Exercise brief: Starting at the first line of the listing and ending at the line containing "<point>277,143</point>", rewrite every line, requests included, scaling each point coordinate in the answers by 0.8 and rounding to whole numbers with halves rounded up. Leave the numbers in the requests and their format samples unchanged.

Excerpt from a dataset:
★ ★ ★ ★

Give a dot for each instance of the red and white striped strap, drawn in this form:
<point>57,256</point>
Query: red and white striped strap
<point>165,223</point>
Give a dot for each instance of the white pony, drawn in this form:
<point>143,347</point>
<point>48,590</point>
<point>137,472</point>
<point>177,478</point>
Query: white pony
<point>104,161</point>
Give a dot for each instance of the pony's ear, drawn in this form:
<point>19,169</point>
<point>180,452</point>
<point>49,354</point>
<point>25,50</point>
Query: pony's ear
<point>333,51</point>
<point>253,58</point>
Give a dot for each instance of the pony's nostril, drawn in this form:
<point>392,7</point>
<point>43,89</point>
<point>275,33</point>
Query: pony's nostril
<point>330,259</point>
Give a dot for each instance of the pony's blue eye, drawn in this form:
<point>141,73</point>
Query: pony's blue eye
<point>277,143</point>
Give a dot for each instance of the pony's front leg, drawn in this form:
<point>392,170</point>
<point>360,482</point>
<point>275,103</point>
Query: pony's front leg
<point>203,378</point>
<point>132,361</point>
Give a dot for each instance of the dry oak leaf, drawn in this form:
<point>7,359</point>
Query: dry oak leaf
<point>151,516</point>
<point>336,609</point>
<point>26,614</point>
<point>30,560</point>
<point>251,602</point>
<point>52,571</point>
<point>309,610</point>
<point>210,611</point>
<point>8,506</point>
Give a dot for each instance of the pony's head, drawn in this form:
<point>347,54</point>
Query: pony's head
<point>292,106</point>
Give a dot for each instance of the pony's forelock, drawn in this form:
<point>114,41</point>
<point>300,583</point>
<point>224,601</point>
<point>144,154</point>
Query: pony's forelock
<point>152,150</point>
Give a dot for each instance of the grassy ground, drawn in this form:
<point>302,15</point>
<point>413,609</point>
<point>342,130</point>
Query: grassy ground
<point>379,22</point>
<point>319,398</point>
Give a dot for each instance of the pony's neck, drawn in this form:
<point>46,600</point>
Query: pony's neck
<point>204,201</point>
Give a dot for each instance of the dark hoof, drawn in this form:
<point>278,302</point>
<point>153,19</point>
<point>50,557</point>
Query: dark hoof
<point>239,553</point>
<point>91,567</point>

★ ★ ★ ★

Finished task:
Give a dot for each instance of the red and white striped strap, drawn in this form:
<point>57,256</point>
Query: red and white striped strap
<point>132,178</point>
Give a dot for each instance of the white pony, drawn in this form:
<point>143,347</point>
<point>48,590</point>
<point>137,472</point>
<point>177,478</point>
Query: white pony
<point>83,129</point>
Give a dot for each instance of the pony's ear, drawn in this form:
<point>19,169</point>
<point>180,452</point>
<point>49,354</point>
<point>25,50</point>
Query: pony's ear
<point>266,41</point>
<point>202,46</point>
Give a dot for each instance of the pony's nostril, drawn in this form:
<point>392,7</point>
<point>43,89</point>
<point>275,33</point>
Query: pony's nostril
<point>264,207</point>
Give a dot for each instance of the pony's blue eye, drawn in this form:
<point>141,73</point>
Query: pony's blue eye
<point>222,114</point>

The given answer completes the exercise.